»»
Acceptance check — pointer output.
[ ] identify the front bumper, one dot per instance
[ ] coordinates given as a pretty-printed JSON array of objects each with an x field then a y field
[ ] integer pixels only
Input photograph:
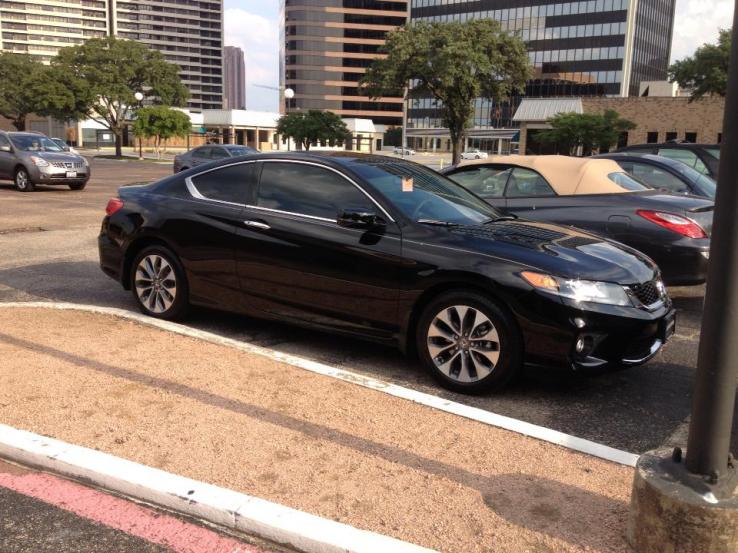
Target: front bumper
[{"x": 562, "y": 333}]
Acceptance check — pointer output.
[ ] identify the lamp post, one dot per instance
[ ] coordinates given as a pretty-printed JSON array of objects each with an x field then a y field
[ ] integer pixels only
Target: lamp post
[{"x": 139, "y": 99}]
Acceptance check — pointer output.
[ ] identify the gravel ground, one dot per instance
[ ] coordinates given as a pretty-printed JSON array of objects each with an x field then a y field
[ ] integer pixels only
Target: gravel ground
[{"x": 301, "y": 439}]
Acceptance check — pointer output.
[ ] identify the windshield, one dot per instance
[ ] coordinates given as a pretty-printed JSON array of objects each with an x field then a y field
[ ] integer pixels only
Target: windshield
[
  {"x": 714, "y": 152},
  {"x": 34, "y": 143},
  {"x": 422, "y": 194}
]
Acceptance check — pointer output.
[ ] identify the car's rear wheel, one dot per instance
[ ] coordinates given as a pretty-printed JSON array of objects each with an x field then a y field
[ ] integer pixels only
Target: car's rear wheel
[
  {"x": 159, "y": 284},
  {"x": 23, "y": 180},
  {"x": 468, "y": 343}
]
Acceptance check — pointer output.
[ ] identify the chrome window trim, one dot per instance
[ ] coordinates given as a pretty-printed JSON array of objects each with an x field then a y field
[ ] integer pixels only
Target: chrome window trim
[{"x": 197, "y": 194}]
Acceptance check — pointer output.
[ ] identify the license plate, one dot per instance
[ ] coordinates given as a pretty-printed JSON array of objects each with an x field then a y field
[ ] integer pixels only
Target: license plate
[{"x": 668, "y": 328}]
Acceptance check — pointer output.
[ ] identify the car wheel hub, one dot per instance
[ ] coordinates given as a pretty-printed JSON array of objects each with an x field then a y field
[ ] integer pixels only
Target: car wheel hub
[
  {"x": 463, "y": 343},
  {"x": 156, "y": 283}
]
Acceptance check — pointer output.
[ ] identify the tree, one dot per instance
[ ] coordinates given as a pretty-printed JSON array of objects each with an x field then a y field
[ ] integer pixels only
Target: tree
[
  {"x": 102, "y": 77},
  {"x": 706, "y": 72},
  {"x": 570, "y": 131},
  {"x": 453, "y": 62},
  {"x": 161, "y": 123},
  {"x": 26, "y": 88},
  {"x": 313, "y": 126}
]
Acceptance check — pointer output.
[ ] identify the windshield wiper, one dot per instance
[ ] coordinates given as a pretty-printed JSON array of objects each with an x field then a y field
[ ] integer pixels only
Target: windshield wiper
[
  {"x": 501, "y": 218},
  {"x": 437, "y": 223}
]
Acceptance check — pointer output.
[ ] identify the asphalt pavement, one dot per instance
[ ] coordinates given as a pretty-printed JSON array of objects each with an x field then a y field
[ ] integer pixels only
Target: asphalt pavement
[{"x": 48, "y": 251}]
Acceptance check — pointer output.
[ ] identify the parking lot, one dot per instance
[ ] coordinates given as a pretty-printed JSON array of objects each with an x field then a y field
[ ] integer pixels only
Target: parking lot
[{"x": 48, "y": 251}]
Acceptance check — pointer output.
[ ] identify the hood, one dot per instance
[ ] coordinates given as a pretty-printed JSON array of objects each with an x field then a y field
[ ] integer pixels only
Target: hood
[{"x": 560, "y": 251}]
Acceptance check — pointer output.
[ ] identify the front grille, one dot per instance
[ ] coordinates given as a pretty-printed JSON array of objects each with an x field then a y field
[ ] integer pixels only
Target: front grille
[
  {"x": 68, "y": 164},
  {"x": 647, "y": 293}
]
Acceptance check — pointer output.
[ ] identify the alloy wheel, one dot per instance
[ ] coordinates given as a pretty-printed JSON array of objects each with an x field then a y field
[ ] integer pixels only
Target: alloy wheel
[
  {"x": 463, "y": 343},
  {"x": 156, "y": 283}
]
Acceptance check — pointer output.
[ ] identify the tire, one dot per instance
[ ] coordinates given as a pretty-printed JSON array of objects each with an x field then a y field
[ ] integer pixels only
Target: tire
[
  {"x": 171, "y": 301},
  {"x": 23, "y": 180},
  {"x": 452, "y": 358}
]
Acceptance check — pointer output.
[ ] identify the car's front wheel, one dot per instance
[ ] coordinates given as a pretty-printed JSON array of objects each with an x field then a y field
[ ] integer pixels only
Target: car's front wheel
[
  {"x": 468, "y": 343},
  {"x": 23, "y": 180},
  {"x": 159, "y": 284}
]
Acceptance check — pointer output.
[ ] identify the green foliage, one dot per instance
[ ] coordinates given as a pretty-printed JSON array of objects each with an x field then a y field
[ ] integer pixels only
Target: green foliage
[
  {"x": 591, "y": 131},
  {"x": 453, "y": 62},
  {"x": 161, "y": 123},
  {"x": 103, "y": 75},
  {"x": 313, "y": 126},
  {"x": 26, "y": 88},
  {"x": 705, "y": 72}
]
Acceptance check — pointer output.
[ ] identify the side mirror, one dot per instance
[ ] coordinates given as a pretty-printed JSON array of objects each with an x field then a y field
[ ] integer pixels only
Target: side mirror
[{"x": 359, "y": 219}]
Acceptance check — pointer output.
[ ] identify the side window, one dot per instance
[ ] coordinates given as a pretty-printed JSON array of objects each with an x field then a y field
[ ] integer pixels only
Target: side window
[
  {"x": 484, "y": 180},
  {"x": 229, "y": 184},
  {"x": 308, "y": 190},
  {"x": 687, "y": 157},
  {"x": 525, "y": 183},
  {"x": 658, "y": 178}
]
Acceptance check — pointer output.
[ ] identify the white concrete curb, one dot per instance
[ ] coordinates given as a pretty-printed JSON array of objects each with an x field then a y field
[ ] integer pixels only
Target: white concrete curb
[
  {"x": 226, "y": 508},
  {"x": 480, "y": 415}
]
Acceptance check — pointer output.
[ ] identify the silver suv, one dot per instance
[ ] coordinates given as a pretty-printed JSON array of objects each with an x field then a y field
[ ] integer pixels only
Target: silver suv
[{"x": 32, "y": 158}]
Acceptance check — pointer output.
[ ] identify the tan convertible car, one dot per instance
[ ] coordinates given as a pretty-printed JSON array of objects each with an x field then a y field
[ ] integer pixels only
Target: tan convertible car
[{"x": 598, "y": 196}]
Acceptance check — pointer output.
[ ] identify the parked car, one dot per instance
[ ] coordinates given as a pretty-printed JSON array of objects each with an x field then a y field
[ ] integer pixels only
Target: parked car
[
  {"x": 474, "y": 154},
  {"x": 665, "y": 174},
  {"x": 598, "y": 196},
  {"x": 388, "y": 250},
  {"x": 704, "y": 158},
  {"x": 209, "y": 152},
  {"x": 64, "y": 146},
  {"x": 31, "y": 158}
]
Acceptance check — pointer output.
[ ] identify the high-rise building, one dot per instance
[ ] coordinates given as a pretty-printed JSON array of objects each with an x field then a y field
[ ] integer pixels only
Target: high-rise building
[
  {"x": 327, "y": 46},
  {"x": 577, "y": 48},
  {"x": 234, "y": 78},
  {"x": 188, "y": 33}
]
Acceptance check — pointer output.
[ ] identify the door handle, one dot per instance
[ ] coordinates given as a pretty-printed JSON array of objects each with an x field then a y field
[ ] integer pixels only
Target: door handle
[{"x": 256, "y": 224}]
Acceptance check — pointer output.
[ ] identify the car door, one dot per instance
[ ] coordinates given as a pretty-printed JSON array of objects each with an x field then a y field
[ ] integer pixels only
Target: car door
[
  {"x": 656, "y": 177},
  {"x": 295, "y": 262},
  {"x": 205, "y": 232},
  {"x": 486, "y": 181},
  {"x": 7, "y": 158}
]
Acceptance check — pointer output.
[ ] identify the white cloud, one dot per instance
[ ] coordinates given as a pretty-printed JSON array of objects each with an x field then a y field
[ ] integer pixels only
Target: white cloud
[
  {"x": 258, "y": 37},
  {"x": 697, "y": 22}
]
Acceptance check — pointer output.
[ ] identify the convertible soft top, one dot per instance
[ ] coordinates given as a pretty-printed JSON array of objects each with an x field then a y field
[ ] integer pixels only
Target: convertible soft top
[{"x": 566, "y": 175}]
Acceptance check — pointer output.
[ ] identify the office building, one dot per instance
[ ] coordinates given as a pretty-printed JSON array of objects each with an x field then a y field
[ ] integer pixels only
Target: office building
[
  {"x": 188, "y": 33},
  {"x": 327, "y": 46},
  {"x": 578, "y": 48},
  {"x": 234, "y": 78}
]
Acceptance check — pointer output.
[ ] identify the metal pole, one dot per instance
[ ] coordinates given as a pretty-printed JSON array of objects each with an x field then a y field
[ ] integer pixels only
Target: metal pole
[{"x": 717, "y": 365}]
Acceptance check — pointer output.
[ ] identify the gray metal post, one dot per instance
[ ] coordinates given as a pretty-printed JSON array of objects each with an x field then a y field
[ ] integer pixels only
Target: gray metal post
[{"x": 717, "y": 365}]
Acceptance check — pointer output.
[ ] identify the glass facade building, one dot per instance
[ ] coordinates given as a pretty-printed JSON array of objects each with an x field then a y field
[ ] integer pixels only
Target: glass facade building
[
  {"x": 327, "y": 46},
  {"x": 578, "y": 48}
]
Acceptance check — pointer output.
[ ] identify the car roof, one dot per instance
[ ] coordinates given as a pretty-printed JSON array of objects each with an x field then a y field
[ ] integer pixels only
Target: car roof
[{"x": 566, "y": 175}]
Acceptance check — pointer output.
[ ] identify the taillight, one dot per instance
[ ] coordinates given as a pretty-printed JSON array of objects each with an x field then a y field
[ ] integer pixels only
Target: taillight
[
  {"x": 114, "y": 204},
  {"x": 676, "y": 223}
]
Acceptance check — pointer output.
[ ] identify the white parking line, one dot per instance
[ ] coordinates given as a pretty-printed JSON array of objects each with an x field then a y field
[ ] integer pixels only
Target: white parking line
[{"x": 480, "y": 415}]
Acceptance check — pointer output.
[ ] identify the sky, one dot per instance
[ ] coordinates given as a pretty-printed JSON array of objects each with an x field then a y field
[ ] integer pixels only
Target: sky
[{"x": 253, "y": 25}]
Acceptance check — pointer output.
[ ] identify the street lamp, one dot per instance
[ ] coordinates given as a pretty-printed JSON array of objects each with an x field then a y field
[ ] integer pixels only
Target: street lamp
[{"x": 139, "y": 98}]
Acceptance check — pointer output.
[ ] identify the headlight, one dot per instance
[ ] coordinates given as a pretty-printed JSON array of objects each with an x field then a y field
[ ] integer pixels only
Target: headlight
[
  {"x": 39, "y": 161},
  {"x": 579, "y": 290}
]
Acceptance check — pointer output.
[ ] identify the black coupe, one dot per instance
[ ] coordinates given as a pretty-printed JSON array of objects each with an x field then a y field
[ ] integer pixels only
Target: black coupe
[{"x": 388, "y": 250}]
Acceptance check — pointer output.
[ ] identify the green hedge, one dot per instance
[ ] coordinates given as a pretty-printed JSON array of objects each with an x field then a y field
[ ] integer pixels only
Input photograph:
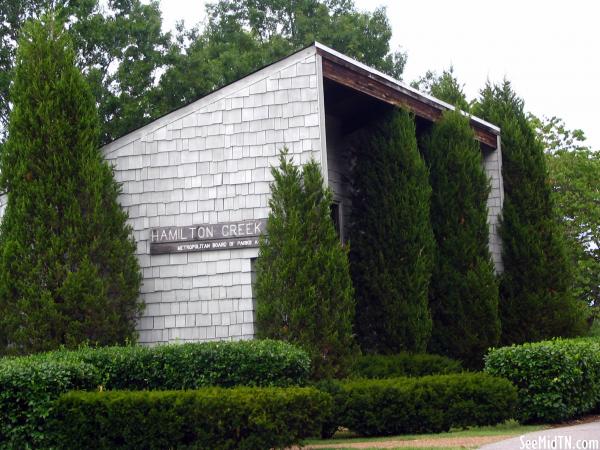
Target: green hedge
[
  {"x": 429, "y": 404},
  {"x": 209, "y": 418},
  {"x": 404, "y": 365},
  {"x": 24, "y": 404},
  {"x": 193, "y": 365},
  {"x": 28, "y": 389},
  {"x": 557, "y": 380}
]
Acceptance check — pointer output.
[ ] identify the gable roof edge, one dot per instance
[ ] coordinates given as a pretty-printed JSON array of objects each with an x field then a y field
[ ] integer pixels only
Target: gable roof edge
[{"x": 207, "y": 99}]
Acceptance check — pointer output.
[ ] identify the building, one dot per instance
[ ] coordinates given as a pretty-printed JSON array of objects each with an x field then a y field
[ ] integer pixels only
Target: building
[{"x": 196, "y": 181}]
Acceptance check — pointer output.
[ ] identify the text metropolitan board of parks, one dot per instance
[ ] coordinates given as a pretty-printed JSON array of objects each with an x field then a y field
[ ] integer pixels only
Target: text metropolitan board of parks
[{"x": 198, "y": 238}]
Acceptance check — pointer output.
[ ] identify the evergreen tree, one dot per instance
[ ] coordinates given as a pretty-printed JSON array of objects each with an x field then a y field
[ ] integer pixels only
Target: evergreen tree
[
  {"x": 391, "y": 238},
  {"x": 463, "y": 295},
  {"x": 303, "y": 288},
  {"x": 535, "y": 289},
  {"x": 68, "y": 272}
]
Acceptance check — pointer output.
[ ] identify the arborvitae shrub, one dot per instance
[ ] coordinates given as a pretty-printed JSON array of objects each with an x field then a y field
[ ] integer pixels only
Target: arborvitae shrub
[
  {"x": 68, "y": 272},
  {"x": 463, "y": 295},
  {"x": 303, "y": 288},
  {"x": 536, "y": 301},
  {"x": 391, "y": 242}
]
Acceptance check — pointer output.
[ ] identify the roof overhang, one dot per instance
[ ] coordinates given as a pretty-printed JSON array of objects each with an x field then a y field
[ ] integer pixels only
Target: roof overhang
[{"x": 355, "y": 75}]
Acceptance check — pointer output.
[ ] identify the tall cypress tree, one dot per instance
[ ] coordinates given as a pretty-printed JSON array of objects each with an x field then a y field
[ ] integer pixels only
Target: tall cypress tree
[
  {"x": 535, "y": 289},
  {"x": 68, "y": 272},
  {"x": 463, "y": 295},
  {"x": 303, "y": 288},
  {"x": 391, "y": 242}
]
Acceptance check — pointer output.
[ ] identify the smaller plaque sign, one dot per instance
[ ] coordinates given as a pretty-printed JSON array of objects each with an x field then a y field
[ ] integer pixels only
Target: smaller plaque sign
[{"x": 198, "y": 238}]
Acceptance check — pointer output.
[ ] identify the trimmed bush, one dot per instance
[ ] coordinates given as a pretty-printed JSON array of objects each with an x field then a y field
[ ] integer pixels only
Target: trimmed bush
[
  {"x": 404, "y": 365},
  {"x": 557, "y": 380},
  {"x": 429, "y": 404},
  {"x": 210, "y": 418},
  {"x": 28, "y": 389},
  {"x": 194, "y": 365},
  {"x": 28, "y": 385}
]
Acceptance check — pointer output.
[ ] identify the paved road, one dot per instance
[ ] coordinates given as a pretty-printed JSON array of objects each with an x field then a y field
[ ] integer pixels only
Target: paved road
[{"x": 585, "y": 436}]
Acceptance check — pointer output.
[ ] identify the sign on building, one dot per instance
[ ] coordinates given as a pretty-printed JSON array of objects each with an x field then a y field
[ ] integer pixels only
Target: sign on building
[{"x": 198, "y": 238}]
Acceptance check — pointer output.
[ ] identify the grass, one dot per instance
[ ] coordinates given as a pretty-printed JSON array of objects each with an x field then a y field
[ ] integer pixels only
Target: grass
[
  {"x": 510, "y": 427},
  {"x": 405, "y": 448}
]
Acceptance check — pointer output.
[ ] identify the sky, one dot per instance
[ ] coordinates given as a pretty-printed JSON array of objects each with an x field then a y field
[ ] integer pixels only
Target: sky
[{"x": 548, "y": 49}]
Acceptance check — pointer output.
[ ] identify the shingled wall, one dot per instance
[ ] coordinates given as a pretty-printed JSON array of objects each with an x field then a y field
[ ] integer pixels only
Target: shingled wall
[{"x": 209, "y": 163}]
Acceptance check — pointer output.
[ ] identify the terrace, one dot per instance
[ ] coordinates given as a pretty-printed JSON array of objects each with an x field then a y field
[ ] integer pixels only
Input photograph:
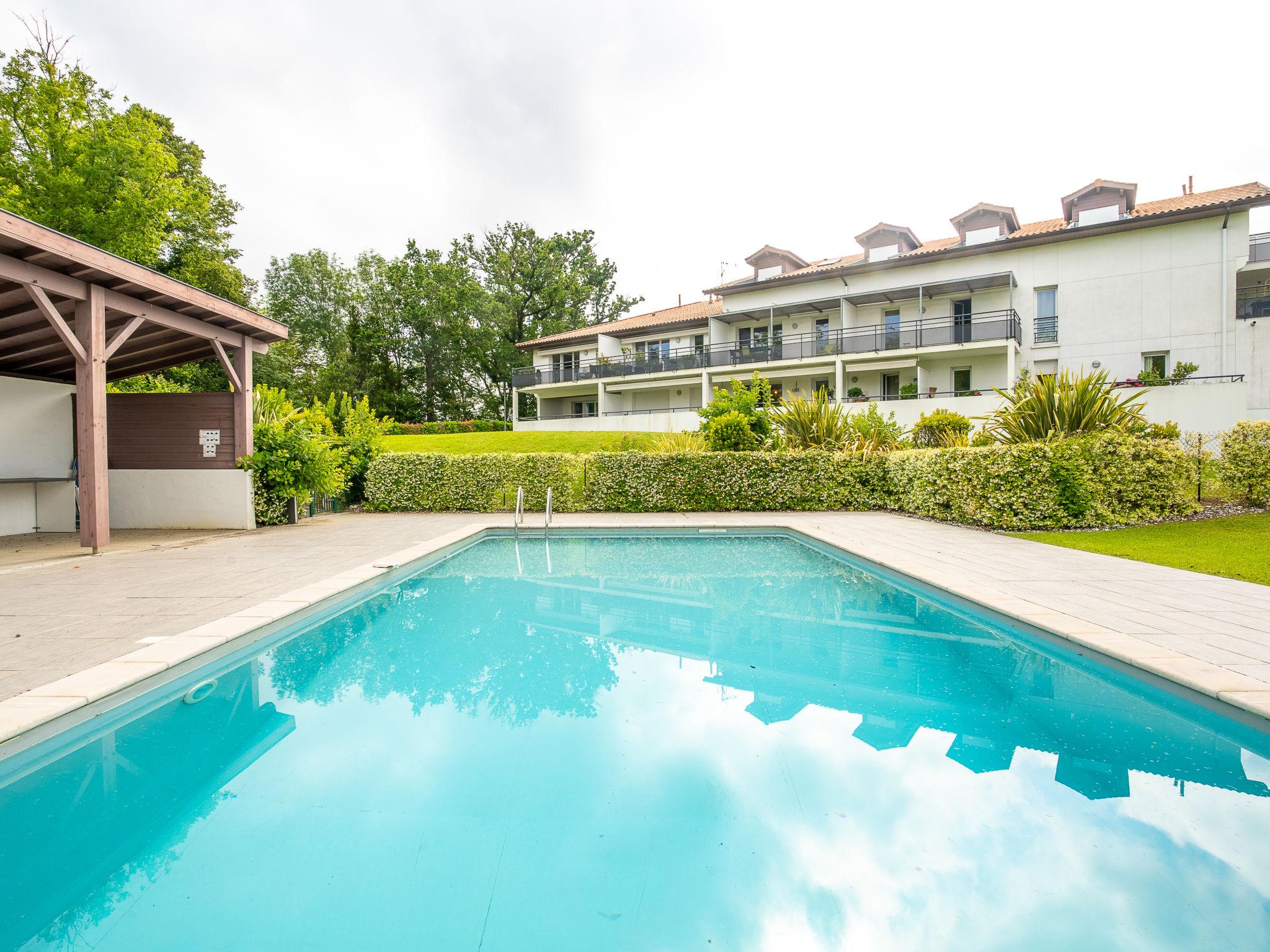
««
→ Task to carry out: Pick out every line of the records that contains the word "lamp", and copy each one.

→ Exercise answer:
[ ] identify the lamp post, one dot per instance
Target: lamp post
[ ] identify the street lamp, one dot per instance
Target: street lamp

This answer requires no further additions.